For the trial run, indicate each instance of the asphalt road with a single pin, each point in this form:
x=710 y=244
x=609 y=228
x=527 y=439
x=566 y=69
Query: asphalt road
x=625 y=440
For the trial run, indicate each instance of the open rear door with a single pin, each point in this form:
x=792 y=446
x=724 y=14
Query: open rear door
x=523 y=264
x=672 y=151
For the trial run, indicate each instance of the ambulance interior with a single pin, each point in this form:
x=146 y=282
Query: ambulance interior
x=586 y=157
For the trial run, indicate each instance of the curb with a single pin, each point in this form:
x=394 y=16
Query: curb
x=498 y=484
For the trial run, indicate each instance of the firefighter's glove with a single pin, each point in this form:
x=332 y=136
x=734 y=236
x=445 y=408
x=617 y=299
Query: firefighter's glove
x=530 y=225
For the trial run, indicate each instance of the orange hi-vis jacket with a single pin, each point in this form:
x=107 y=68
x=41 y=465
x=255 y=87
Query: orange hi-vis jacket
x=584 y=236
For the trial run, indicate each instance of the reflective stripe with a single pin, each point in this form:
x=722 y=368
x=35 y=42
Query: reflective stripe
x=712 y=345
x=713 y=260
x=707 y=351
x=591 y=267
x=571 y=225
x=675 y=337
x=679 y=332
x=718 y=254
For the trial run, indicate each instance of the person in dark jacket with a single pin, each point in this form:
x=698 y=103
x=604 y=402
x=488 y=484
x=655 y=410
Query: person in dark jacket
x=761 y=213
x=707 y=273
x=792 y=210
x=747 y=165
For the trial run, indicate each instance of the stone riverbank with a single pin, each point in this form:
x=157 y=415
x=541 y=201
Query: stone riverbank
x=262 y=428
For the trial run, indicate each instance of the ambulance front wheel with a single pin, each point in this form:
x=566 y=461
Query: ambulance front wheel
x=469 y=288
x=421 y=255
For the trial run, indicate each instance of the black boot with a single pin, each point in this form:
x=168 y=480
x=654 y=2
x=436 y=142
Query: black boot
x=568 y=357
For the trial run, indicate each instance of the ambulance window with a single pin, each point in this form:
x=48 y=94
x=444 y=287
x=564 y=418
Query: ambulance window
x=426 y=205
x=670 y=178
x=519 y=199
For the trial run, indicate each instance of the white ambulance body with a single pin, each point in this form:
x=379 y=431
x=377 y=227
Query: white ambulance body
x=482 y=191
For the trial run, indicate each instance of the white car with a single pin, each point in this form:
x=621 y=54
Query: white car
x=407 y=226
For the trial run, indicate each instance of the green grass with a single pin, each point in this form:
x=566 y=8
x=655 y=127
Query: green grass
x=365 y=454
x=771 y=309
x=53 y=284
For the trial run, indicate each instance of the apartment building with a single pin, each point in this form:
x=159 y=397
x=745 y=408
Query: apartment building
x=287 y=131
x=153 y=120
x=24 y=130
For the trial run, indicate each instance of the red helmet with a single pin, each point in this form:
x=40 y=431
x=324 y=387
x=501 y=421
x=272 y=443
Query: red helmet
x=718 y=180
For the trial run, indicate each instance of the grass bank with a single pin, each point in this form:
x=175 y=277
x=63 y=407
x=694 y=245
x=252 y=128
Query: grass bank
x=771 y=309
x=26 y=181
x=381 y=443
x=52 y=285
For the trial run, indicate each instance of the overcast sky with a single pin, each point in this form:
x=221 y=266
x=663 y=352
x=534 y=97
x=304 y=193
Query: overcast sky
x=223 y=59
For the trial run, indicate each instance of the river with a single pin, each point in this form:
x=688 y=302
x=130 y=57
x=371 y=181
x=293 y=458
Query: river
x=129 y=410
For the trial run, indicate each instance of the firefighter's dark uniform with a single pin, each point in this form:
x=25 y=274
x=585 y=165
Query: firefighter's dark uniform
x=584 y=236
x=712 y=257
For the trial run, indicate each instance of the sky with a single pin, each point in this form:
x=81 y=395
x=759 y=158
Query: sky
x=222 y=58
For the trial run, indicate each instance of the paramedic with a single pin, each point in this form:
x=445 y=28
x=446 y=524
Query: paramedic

» Stated task
Print every line of the data above again, unchanged and in the same order.

» Task output
For the trial run, indicate each instance of the asphalt road with a single pin, each point in this form:
x=710 y=244
x=609 y=228
x=527 y=439
x=566 y=69
Query: asphalt road
x=625 y=440
For the trial run, indicate each instance of the open rear door with a single pin, each point in this form:
x=792 y=446
x=724 y=14
Query: open rear door
x=523 y=264
x=672 y=151
For the trial run, indicate each instance of the ambulance interior with a single pin, each point in this form:
x=146 y=282
Query: ambulance interior
x=586 y=157
For the trial run, indicate each instance of the curb with a single pin, each point in this form:
x=394 y=16
Query: curb
x=498 y=484
For the trial run, indicate each instance of the firefighter's glove with a single pin, each point in this form:
x=332 y=136
x=734 y=236
x=445 y=408
x=617 y=299
Query: firefighter's glove
x=530 y=225
For the trial run, indicate each instance of the orange hi-vis jacket with a single pin, each point in this form:
x=107 y=68
x=41 y=465
x=255 y=87
Query: orange hi-vis jacket
x=584 y=236
For the trial run, indicate each instance of the reflective stripe with a single pin, each point in this form:
x=722 y=368
x=35 y=42
Query: reflective stripe
x=712 y=345
x=713 y=260
x=707 y=351
x=591 y=267
x=571 y=225
x=675 y=337
x=679 y=332
x=718 y=254
For the trial run, indicate each instance of the person in dark jacket with a single pin, each point in this form:
x=698 y=103
x=604 y=402
x=488 y=484
x=655 y=410
Query: person in dark jacket
x=761 y=213
x=707 y=273
x=792 y=210
x=747 y=165
For the trial run, indicate each instance of the stone riverbank with a single pin, each point in this form:
x=157 y=415
x=541 y=201
Query: stone riverbank
x=262 y=428
For the trial run, indicate each instance of the ambulance front wheel with a single pin, each point in this form:
x=566 y=461
Query: ambulance front wheel
x=469 y=288
x=421 y=255
For the trial run, indicate each instance of the black boot with a single pin, each point in this form:
x=168 y=480
x=654 y=2
x=436 y=142
Query: black boot
x=568 y=357
For the trial run, indicate each instance of the ambulance window with a single pin, each point in this form:
x=48 y=94
x=444 y=287
x=564 y=418
Query: ambulance window
x=426 y=205
x=670 y=178
x=519 y=199
For the trial run, indicate each instance of the white ambulance body with a single pin, each point in this form:
x=379 y=431
x=377 y=227
Query: white ambulance body
x=482 y=191
For the trial run, indicate each instance of the white car with a single pin, each point in this form:
x=621 y=54
Query: white car
x=407 y=226
For the trial run, indicate each instance of the green grass with a single pin, each point in this form:
x=566 y=8
x=655 y=127
Query: green grass
x=365 y=454
x=771 y=309
x=53 y=284
For the trial run, indicate each instance of the apartment building with a single pin, each point in this form:
x=159 y=397
x=745 y=408
Query: apartment building
x=287 y=131
x=153 y=120
x=24 y=130
For the trial run, indicate each instance of the red helmet with a single pin, each point in this form:
x=40 y=431
x=324 y=387
x=501 y=421
x=272 y=443
Query: red helmet
x=718 y=180
For the trial run, indicate each instance of the grass bank with a single pin, each point in this form:
x=175 y=277
x=63 y=407
x=694 y=245
x=252 y=128
Query: grass bank
x=771 y=309
x=26 y=181
x=381 y=443
x=52 y=285
For the trial run, indicate each instance of the overcast sky with a single pin, each point in this form:
x=221 y=266
x=663 y=352
x=534 y=97
x=304 y=193
Query: overcast sky
x=223 y=59
For the trial run, indicate each instance of the river with a single pin, each point in this form:
x=688 y=302
x=130 y=57
x=371 y=181
x=293 y=458
Query: river
x=129 y=410
For the trial run, indicate each instance of the firefighter's dark uniform with a single pin, each point in this form:
x=25 y=274
x=585 y=165
Query: firefighter's dark uniform
x=584 y=236
x=712 y=257
For the trial run, indicate each instance of the sky with a single pin, each point in this form:
x=81 y=395
x=759 y=158
Query: sky
x=222 y=58
For the trial run, indicate each instance of the paramedic with a single pin, each point in this form:
x=445 y=28
x=446 y=524
Query: paramedic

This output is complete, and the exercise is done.